Part of a data file

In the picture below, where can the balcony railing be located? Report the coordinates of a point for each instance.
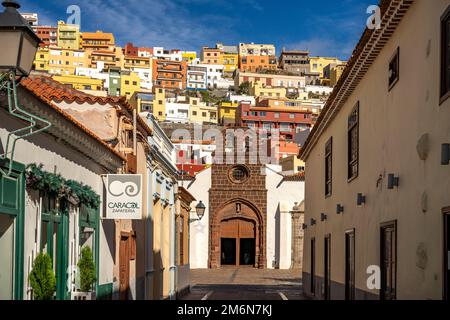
(132, 163)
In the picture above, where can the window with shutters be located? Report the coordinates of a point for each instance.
(394, 69)
(445, 55)
(328, 167)
(353, 143)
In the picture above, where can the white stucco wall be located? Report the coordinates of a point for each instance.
(281, 198)
(56, 157)
(199, 230)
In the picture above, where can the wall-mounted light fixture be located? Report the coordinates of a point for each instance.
(200, 210)
(445, 154)
(393, 181)
(361, 199)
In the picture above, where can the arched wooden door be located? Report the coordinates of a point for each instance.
(238, 242)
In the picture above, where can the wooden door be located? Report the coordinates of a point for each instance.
(239, 232)
(327, 267)
(388, 261)
(313, 266)
(124, 266)
(446, 256)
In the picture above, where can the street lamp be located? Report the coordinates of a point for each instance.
(20, 43)
(200, 210)
(19, 47)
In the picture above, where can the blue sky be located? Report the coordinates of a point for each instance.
(325, 27)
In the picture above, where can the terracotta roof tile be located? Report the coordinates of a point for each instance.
(300, 176)
(365, 38)
(36, 90)
(57, 92)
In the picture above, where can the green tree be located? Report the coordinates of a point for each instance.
(86, 266)
(42, 279)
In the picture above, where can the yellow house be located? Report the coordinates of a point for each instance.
(230, 62)
(154, 103)
(292, 165)
(136, 62)
(336, 74)
(80, 82)
(189, 56)
(259, 89)
(60, 61)
(42, 59)
(199, 112)
(111, 58)
(159, 104)
(227, 112)
(130, 83)
(69, 36)
(317, 64)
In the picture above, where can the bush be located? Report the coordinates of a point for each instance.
(42, 279)
(86, 266)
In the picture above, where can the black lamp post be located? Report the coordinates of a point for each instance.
(200, 210)
(19, 42)
(19, 45)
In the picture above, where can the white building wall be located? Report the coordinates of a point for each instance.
(199, 230)
(281, 198)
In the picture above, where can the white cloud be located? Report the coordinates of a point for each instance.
(150, 23)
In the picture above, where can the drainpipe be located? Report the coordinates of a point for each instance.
(173, 267)
(134, 132)
(149, 272)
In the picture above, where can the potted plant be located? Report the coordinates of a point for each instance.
(42, 279)
(86, 267)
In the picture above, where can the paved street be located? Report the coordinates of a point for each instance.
(245, 284)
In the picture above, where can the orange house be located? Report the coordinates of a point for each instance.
(255, 63)
(169, 74)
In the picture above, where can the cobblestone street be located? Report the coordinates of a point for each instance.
(245, 284)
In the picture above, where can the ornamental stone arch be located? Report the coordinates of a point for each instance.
(241, 220)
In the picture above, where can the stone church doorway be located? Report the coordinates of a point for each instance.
(238, 242)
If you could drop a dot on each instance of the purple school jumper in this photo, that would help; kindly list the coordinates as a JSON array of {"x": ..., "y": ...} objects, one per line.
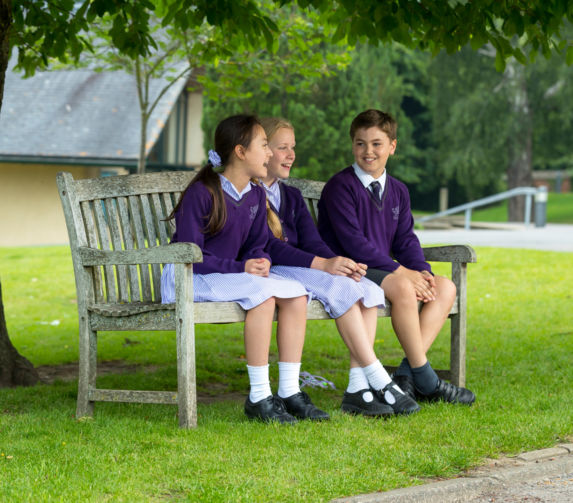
[
  {"x": 292, "y": 259},
  {"x": 222, "y": 276},
  {"x": 353, "y": 223}
]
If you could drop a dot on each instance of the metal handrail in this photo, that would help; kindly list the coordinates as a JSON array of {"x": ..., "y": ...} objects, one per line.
[{"x": 540, "y": 194}]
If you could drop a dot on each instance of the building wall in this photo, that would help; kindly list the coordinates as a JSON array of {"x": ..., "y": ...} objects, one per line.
[
  {"x": 195, "y": 156},
  {"x": 30, "y": 208}
]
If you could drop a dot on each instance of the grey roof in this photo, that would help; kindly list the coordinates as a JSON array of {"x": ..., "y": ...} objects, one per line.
[{"x": 78, "y": 113}]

### Exercise
Each record above is to be restated exactly, with its pictures removed from the copy.

### Task result
In the picture below, where can the balcony railing be located? Report the coordinates of a point for each instance.
(132, 163)
In the picture above, where can the window with shutters be located? Report the coordinates of a point for each instance.
(394, 69)
(445, 55)
(328, 167)
(353, 143)
In the picture above, where can the white stucco wall be located? Report the coordinates of a point for each instance.
(281, 198)
(56, 157)
(199, 230)
In the picture above, where can the wall-mounted light fixture be located? Report the coordinates of a point for each instance.
(200, 210)
(445, 154)
(393, 181)
(361, 199)
In the picture above, where can the arched wooden door be located? Report the coordinates of a point for each instance.
(238, 242)
In the picture above, where can the wooden door be located? Report the coordinates of a point for each instance.
(239, 232)
(327, 267)
(388, 261)
(313, 266)
(124, 266)
(446, 256)
In the picture above, where can the street lamp be located? Report the coordinates of a point for each instance.
(20, 43)
(200, 210)
(19, 47)
In the picture above, where can the blue sky be located? Report the coordinates of a point for each instance.
(325, 27)
In the picture above, where can the terracotta roof tile be located? Report the coordinates of a point for each instance.
(300, 176)
(365, 38)
(36, 90)
(57, 92)
In the picture above, where can the green tree be located? Report the coordinates of a point for each instance.
(86, 266)
(42, 279)
In the picture above, where can the yellow house be located? Report the coordinates of a point for each instance.
(230, 62)
(154, 103)
(292, 165)
(136, 62)
(336, 74)
(80, 82)
(189, 56)
(259, 89)
(60, 61)
(42, 59)
(199, 112)
(111, 58)
(159, 104)
(227, 112)
(130, 83)
(69, 36)
(317, 64)
In the picture above, where can the bush be located? Report the coordinates of a point for each instance.
(42, 279)
(86, 266)
In the picture above, where can the black lamp post be located? Report the coordinates of a point for each instance.
(200, 210)
(19, 42)
(19, 45)
In the picture above, where can the white building wall be located? Report the coordinates of a point for each instance.
(199, 230)
(281, 198)
In the picture above, where can the white cloud be located? Report the coordinates of a point for each instance.
(150, 23)
In the picture above, where can the drainpipe be located? Report the coordinates of a point for each instance.
(173, 267)
(134, 132)
(149, 272)
In the picture above, where can the potted plant be located? Report the coordinates of a point for each instance.
(42, 279)
(86, 267)
In the picture above, where can the paved street be located? Report the coordinates of a point for each instance.
(245, 284)
In the picture above, where can the orange house be located? Report the coordinates of a point for each instance.
(255, 63)
(169, 74)
In the picture above, where can the cobblestone street be located? Report the coordinates of a point for each instance.
(245, 284)
In the picture above, where can the ornamental stone arch be located? Report the coordinates of a point for each instance.
(241, 220)
In the picture above, where can the stone church doorway be located? Report the coordinates of a point for each instance.
(238, 242)
If you could drop a dot on each instance of the purple school jumper in this photo, that would help; kindly list the coordinates as a JSON array of {"x": ..., "y": ...} objects, one per line.
[
  {"x": 292, "y": 259},
  {"x": 222, "y": 276},
  {"x": 353, "y": 223}
]
If you could drop a dot on each instance of the metal handrail in this photo, that would help; kindly list the coordinates as a JSON array of {"x": ..., "y": ...} objects, one per line.
[{"x": 540, "y": 194}]
If you could drop a dot on each instance of the building wall in this photo, that would help; kindly list the coordinates as a JSON array of {"x": ..., "y": ...} objects, one per line.
[
  {"x": 195, "y": 156},
  {"x": 30, "y": 208}
]
If you could drop a dot on each instance of the grey roof in this photo, that would help; kindly list the coordinates as a JSON array of {"x": ..., "y": ...} objects, one per line.
[{"x": 78, "y": 113}]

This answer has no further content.